-- Textauszug --
Warum Integration nicht funktioniert – und das gut so ist

Mit seinem Buch Desintegriert euch! sorgte der Autor Max Czollek 2018 in Deutschland für Aufregung. Nach einer gemeinsamen Performance Lesung mit dem Grazer Literaten Christoph Szalay im Forum Stadtpark sprach Czollek mit Mosaik-Redakteur Markus Gönitzer.

Was meinst du mit „Desintegriert euch“?

Politisch ist es zuerst einmal eine Absage an den Integrationsbegriff. Es gibt keine politische Debatte in Deutschland zu den Themen Migration und Postmigration ohne den Begriff der Integration. Integration ist das Modell um Zugehörigkeit in Deutschland zu denken und zwar über alle demokratischen Parteien hinweg. Egal um wen es geht, „Nafris“, Muslim*innen, Türk*innen, sie haben sich zu integrieren. Sie müssen eine Leistung erbringen, damit ihre Zugehörigkeit zu diesem Land anerkannt wird.

Die Debatte um Mesut Özil hat dieses Jahr gezeigt, dass dieser Anspruch auch dann nicht endet, wenn man in Deutschland geboren ist. Wenn du Mohammed oder Aishe heißt und in der zweiten oder dritten Generation in Deutschland lebst, musst du immer noch beweisen, dass du integriert bist. Du musst Tore schießen oder einen Bambi gewinnen und immer zeigen, dass du nicht zu den bösen Migrant*innen gehörst. Daran wird sehr schön deutlich, wie sehr hinter dem Integrationsmodell nach wie vor Vorstellungen von kultureller Dominanz und kultureller Homogenität stehen.

In deinem Buch schreibst du, wir sollten der „Rhetorik der Zärtlichkeit“ der AfD gegenüber ein Ende setzen. Ist das eine Aufforderung, nicht oder nicht mehr mit Rechten zu reden?

In den meisten Debatten wird so getan, als müssten wir den Rechten und vor allem ihren Wähler*innen einfach einmal richtig zuhören. Wir wüssten ja gar nicht, was deren Probleme sind. Aber spätestens mit den Ereignissen in Chemnitz halte ich diese Haltung für scheinheilig. Seit Jahren brennen Flüchtlingsheime. Pegida mobilisierte Massen auf die Straßen, der NSU konnte über ein Jahrzehnt lang morden. Wir wissen alles, was wir wissen müssen.

-- Arbeitsaufträge --
1/ Beantworten Sie die folgenden Fragen zum Textauszug.
(a) In welchem Jahr sorgte Max Czollek mit seinem Buch „Desintegriert euch!“ in Deutschland für Aufregung?
(b) Mit wem trat Czollek vor dem Gespräch bei einer gemeinsamen Performance-Lesung im Forum Stadtpark auf?
(c) Wie lange konnte der NSU laut Czollek morden?
2/ Erläutern Sie anhand des Textauszugs in ein bis drei Sätzen, weshalb Czollek die Haltung, man müsse den Rechten und ihren Wählerinnen und Wählern erst einmal richtig zuhören, für scheinheilig hält.
3/ Schreiben Sie einen Abschnitt aus dem Textauszug wortgetreu ab. Setzen Sie bei den Wörtern „In deinem Buch“ ein und enden Sie nach den Wörtern „Rechten zu reden?“.

-- Einträge --

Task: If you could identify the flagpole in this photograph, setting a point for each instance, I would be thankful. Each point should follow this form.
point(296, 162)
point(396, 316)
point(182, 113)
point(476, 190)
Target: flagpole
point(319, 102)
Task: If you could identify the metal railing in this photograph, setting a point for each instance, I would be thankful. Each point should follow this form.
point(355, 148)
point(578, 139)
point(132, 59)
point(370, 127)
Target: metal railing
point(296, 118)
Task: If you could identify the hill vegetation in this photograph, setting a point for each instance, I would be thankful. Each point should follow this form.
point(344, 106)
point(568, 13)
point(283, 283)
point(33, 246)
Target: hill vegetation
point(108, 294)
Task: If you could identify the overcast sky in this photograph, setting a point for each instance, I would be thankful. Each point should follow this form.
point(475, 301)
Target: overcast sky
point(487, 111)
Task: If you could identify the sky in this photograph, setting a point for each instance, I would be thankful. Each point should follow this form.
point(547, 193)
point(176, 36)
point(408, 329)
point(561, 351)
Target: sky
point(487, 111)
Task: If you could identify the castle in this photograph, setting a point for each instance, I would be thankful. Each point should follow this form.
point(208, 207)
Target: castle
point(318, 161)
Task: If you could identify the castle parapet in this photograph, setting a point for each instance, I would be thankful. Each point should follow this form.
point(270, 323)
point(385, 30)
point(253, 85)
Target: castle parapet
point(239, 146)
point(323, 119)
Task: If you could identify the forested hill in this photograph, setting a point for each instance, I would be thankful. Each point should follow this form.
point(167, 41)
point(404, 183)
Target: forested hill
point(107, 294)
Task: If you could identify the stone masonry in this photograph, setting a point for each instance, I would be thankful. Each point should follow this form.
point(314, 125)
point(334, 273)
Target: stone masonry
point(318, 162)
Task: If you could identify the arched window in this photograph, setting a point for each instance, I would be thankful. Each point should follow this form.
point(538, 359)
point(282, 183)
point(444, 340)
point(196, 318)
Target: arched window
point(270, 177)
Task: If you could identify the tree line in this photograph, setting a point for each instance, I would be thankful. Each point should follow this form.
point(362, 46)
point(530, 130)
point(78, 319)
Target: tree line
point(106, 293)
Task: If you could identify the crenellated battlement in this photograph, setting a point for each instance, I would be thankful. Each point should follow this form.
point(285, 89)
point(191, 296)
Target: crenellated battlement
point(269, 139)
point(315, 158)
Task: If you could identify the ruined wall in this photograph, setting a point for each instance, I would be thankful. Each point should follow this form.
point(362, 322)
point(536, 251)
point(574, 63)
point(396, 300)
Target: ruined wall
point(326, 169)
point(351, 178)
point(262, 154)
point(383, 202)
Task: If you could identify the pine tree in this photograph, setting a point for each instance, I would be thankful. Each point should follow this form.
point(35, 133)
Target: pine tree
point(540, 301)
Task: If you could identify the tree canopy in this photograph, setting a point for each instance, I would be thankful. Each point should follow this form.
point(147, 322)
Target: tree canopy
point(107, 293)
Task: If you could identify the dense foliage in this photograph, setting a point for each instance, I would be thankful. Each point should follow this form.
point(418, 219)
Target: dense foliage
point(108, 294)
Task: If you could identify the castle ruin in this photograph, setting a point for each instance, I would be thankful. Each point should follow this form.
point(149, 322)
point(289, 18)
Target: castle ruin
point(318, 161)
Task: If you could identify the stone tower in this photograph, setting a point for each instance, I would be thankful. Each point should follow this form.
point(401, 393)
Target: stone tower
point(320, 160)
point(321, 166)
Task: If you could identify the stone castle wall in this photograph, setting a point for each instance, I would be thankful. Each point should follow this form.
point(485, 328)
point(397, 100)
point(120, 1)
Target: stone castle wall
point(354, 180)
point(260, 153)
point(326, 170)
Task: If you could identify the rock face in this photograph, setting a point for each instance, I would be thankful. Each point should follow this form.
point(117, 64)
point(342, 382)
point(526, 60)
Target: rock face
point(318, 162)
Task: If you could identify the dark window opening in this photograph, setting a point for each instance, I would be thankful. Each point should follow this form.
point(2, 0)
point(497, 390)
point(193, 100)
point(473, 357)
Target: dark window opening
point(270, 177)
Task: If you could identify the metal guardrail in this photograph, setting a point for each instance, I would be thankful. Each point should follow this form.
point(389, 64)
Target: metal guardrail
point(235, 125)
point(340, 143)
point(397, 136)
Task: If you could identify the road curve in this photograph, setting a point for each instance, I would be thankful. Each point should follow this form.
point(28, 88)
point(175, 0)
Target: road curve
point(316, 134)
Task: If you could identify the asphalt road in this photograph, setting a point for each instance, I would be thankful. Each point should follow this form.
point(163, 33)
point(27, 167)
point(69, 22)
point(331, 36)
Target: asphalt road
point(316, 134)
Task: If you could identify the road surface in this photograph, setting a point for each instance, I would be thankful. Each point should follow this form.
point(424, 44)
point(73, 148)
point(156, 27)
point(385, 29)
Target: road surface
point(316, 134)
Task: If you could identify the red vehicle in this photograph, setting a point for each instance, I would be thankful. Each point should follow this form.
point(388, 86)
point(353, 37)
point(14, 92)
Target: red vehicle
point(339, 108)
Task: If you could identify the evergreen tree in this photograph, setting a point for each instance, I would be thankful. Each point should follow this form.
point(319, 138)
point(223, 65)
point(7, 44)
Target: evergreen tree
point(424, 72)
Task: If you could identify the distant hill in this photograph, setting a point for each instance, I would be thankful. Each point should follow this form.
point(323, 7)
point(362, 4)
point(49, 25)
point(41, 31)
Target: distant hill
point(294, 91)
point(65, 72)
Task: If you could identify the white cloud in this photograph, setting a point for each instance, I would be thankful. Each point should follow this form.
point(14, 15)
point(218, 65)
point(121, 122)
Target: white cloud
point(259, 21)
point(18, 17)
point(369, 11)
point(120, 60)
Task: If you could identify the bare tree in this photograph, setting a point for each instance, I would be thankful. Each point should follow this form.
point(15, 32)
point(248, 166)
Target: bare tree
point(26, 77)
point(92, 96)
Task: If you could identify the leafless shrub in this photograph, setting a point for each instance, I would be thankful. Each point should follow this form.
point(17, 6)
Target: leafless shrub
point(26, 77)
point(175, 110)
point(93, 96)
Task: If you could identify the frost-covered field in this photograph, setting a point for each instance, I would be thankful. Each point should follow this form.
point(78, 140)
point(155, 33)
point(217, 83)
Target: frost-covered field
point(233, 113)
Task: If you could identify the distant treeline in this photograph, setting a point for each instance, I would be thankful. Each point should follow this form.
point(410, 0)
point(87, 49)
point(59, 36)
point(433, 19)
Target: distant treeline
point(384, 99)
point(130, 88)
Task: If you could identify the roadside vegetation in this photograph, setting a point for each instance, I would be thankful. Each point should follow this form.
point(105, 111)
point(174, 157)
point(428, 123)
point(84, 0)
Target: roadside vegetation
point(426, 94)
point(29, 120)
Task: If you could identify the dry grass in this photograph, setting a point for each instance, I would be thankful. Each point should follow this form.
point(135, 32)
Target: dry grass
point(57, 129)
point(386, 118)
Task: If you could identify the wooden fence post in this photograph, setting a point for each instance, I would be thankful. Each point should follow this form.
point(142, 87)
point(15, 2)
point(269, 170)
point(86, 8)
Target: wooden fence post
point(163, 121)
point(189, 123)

-- Erwartete Lösungen --
1/
(a) 2018
(b) Mit dem Grazer Literaten Christoph Szalay
(c) Über ein Jahrzehnt lang

2/ Seit Jahren brennen Flüchtlingsheime, Pegida hat Massen auf die Straßen mobilisiert, und der NSU konnte über ein Jahrzehnt lang morden. Deshalb hält Czollek diese Haltung spätestens seit den Ereignissen in Chemnitz für scheinheilig. Man wisse bereits alles, was man wissen müsse.

3/
In deinem Buch schreibst du, wir sollten der „Rhetorik der Zärtlichkeit“ der AfD gegenüber ein Ende setzen. Ist das eine Aufforderung, nicht oder nicht mehr mit Rechten zu reden?